## Exercise description:
Return, word for word, every entry in the listing below, but not its images.

◆ ◆ ◆

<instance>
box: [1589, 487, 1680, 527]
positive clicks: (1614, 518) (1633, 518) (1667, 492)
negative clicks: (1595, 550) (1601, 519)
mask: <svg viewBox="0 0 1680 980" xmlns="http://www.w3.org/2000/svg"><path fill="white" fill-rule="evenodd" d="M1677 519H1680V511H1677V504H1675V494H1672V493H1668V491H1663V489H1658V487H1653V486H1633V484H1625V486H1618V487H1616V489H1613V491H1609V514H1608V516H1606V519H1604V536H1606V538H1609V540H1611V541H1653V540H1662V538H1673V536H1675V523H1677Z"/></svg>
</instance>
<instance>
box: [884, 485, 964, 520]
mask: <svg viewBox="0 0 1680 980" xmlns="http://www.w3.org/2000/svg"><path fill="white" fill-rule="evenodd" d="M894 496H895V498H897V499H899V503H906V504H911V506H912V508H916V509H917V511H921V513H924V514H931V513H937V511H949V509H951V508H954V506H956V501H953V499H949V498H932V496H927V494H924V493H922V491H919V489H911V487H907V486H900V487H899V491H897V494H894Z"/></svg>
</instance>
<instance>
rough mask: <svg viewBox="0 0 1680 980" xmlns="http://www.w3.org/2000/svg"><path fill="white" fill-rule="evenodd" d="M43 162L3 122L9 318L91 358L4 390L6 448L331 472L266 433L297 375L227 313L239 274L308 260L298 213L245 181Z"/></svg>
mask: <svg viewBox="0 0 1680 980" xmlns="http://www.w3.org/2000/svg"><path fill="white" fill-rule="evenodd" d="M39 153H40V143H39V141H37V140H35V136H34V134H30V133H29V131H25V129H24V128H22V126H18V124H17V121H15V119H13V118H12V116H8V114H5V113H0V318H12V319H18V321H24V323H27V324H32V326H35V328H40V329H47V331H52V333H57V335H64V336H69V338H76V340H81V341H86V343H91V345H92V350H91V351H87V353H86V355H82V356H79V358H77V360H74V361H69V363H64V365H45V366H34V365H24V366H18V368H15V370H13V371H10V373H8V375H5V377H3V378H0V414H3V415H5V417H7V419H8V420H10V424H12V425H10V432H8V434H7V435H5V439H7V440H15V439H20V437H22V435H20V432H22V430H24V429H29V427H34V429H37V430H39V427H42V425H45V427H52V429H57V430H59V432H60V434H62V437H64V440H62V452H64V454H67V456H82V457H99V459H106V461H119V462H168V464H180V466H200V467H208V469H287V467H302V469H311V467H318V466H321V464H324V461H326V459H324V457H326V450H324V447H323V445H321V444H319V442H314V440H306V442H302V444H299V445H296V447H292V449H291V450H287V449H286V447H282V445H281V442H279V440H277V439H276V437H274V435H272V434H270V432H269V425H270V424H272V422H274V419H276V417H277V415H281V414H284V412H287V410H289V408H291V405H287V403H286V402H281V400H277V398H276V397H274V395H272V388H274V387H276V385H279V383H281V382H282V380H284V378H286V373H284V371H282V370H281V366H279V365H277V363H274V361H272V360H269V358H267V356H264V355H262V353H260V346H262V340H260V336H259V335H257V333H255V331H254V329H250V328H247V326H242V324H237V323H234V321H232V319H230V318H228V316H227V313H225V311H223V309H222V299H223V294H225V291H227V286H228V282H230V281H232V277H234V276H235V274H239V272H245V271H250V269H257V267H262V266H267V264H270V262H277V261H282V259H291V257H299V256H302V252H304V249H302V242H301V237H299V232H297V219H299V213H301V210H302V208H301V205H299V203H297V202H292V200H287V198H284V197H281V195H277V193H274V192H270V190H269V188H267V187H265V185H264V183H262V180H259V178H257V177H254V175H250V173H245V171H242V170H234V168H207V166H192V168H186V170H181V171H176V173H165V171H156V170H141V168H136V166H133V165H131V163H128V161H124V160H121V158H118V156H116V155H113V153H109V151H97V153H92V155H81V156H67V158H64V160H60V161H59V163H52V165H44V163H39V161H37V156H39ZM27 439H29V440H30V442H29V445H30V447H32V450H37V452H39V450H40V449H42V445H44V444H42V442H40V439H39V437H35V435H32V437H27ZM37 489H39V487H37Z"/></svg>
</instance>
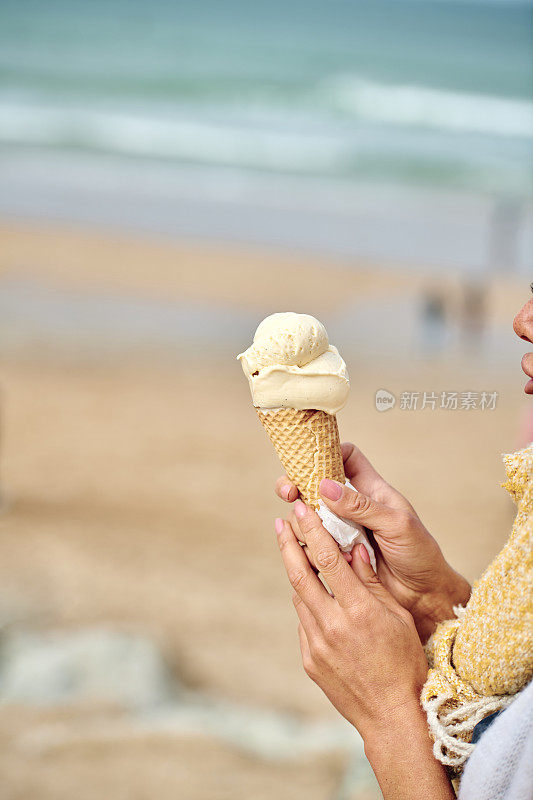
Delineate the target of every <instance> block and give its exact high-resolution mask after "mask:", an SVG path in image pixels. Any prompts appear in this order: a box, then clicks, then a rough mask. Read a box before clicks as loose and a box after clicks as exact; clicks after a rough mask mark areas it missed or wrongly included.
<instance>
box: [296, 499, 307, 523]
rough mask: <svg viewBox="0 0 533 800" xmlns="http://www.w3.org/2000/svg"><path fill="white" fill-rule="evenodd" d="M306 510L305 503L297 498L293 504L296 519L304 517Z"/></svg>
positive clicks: (306, 507)
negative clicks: (295, 515) (293, 505)
mask: <svg viewBox="0 0 533 800" xmlns="http://www.w3.org/2000/svg"><path fill="white" fill-rule="evenodd" d="M306 512H307V507H306V505H305V503H302V501H301V500H297V501H296V503H295V504H294V513H295V514H296V516H297V517H298V519H302V517H305V515H306Z"/></svg>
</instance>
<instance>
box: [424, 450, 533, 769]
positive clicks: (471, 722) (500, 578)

◆ ◆ ◆

## Solution:
<instance>
box: [1589, 487, 1680, 527]
positive clicks: (1614, 518) (1633, 518) (1667, 492)
negative clicks: (1595, 550) (1601, 519)
mask: <svg viewBox="0 0 1680 980" xmlns="http://www.w3.org/2000/svg"><path fill="white" fill-rule="evenodd" d="M1677 519H1680V511H1677V504H1675V494H1672V493H1668V491H1663V489H1658V487H1653V486H1633V484H1625V486H1618V487H1616V489H1613V491H1609V514H1608V516H1606V519H1604V536H1606V538H1609V540H1611V541H1653V540H1662V538H1673V536H1675V523H1677Z"/></svg>
</instance>
<instance>
box: [884, 485, 964, 520]
mask: <svg viewBox="0 0 1680 980" xmlns="http://www.w3.org/2000/svg"><path fill="white" fill-rule="evenodd" d="M894 496H895V498H897V499H899V503H906V504H911V506H912V508H916V509H917V511H921V513H924V514H931V513H937V511H949V509H951V508H954V506H956V501H953V499H949V498H932V496H927V494H924V493H922V491H919V489H911V487H907V486H900V487H899V491H897V494H894Z"/></svg>
</instance>
<instance>
rough mask: <svg viewBox="0 0 1680 980" xmlns="http://www.w3.org/2000/svg"><path fill="white" fill-rule="evenodd" d="M43 162L3 122L9 318L91 358L4 390L6 448L331 472L266 433L297 375L227 313L239 274L308 260L298 213L245 181Z"/></svg>
mask: <svg viewBox="0 0 1680 980" xmlns="http://www.w3.org/2000/svg"><path fill="white" fill-rule="evenodd" d="M39 153H40V143H39V141H37V140H35V136H34V134H30V133H29V131H25V129H24V128H22V126H18V124H17V121H15V119H13V118H12V116H8V114H5V113H0V318H12V319H18V321H24V323H27V324H32V326H35V328H40V329H47V331H52V333H57V335H64V336H69V338H76V340H81V341H86V343H91V345H92V350H91V351H87V353H86V355H82V356H79V358H77V360H74V361H69V363H64V365H45V366H34V365H24V366H18V368H15V370H13V371H10V373H8V375H5V377H3V378H0V414H3V415H5V417H7V419H8V420H10V424H12V425H10V432H8V434H7V435H5V439H7V440H15V439H20V437H22V435H20V432H22V430H24V429H29V427H34V429H37V430H39V427H42V425H45V427H52V429H57V430H59V432H60V434H62V437H64V440H62V452H64V454H67V456H82V457H99V459H106V461H119V462H168V464H180V466H200V467H208V469H287V467H302V469H311V467H318V466H321V464H324V461H326V459H324V457H326V450H324V447H323V445H321V444H319V442H314V440H306V442H302V444H299V445H296V447H292V449H291V450H287V449H286V447H282V445H281V442H279V440H277V439H276V437H274V435H272V434H270V432H269V425H270V424H272V422H274V419H276V417H277V415H281V414H284V412H287V410H289V408H291V405H287V403H286V402H281V400H277V398H276V397H274V395H272V388H274V387H276V385H279V383H281V382H282V380H284V378H286V373H284V371H282V370H281V366H279V365H277V363H274V361H272V360H269V358H267V356H264V355H262V353H260V346H262V340H260V336H259V335H257V333H255V331H254V329H250V328H247V326H242V324H237V323H234V321H232V319H230V318H228V316H227V313H225V311H223V309H222V299H223V294H225V291H227V286H228V282H230V281H232V277H234V276H235V274H239V272H245V271H250V269H257V267H262V266H267V264H270V262H277V261H282V259H291V257H299V256H302V252H304V249H302V242H301V237H299V232H297V219H299V213H301V210H302V208H301V205H299V203H297V202H292V200H287V198H284V197H281V195H277V193H274V192H270V190H269V188H267V187H265V185H264V183H262V180H259V178H257V177H254V175H250V173H245V171H242V170H234V168H207V166H192V168H186V170H181V171H176V173H165V171H156V170H141V168H136V166H133V165H131V163H128V161H124V160H121V158H118V156H116V155H113V153H109V151H97V153H92V155H81V156H67V158H64V160H60V161H59V163H52V165H44V163H39V161H37V156H39ZM27 439H29V440H30V442H29V445H30V447H32V450H37V452H39V450H40V449H42V445H44V444H42V442H40V439H39V437H35V435H32V437H27ZM37 489H39V487H37Z"/></svg>
</instance>
Delineate the target of every <instance> block and give its exact high-resolution mask after "mask:", an SVG path in image pixels. Any prompts appear in this order: a box, then clicks, then a rough mask. Read a box before clicks as loose and a box after clicks as exact; clicks after a rough mask mark areas it missed or wrongly included.
<instance>
box: [296, 499, 307, 523]
rough mask: <svg viewBox="0 0 533 800" xmlns="http://www.w3.org/2000/svg"><path fill="white" fill-rule="evenodd" d="M306 510L305 503L297 498L293 504L296 519L304 517Z"/></svg>
positive clicks: (306, 507)
negative clicks: (295, 515) (293, 505)
mask: <svg viewBox="0 0 533 800" xmlns="http://www.w3.org/2000/svg"><path fill="white" fill-rule="evenodd" d="M306 512H307V507H306V505H305V503H302V501H301V500H297V501H296V503H295V504H294V513H295V514H296V516H297V517H298V519H302V517H305V515H306Z"/></svg>
</instance>
<instance>
box: [424, 450, 533, 769]
positive clicks: (471, 722) (500, 578)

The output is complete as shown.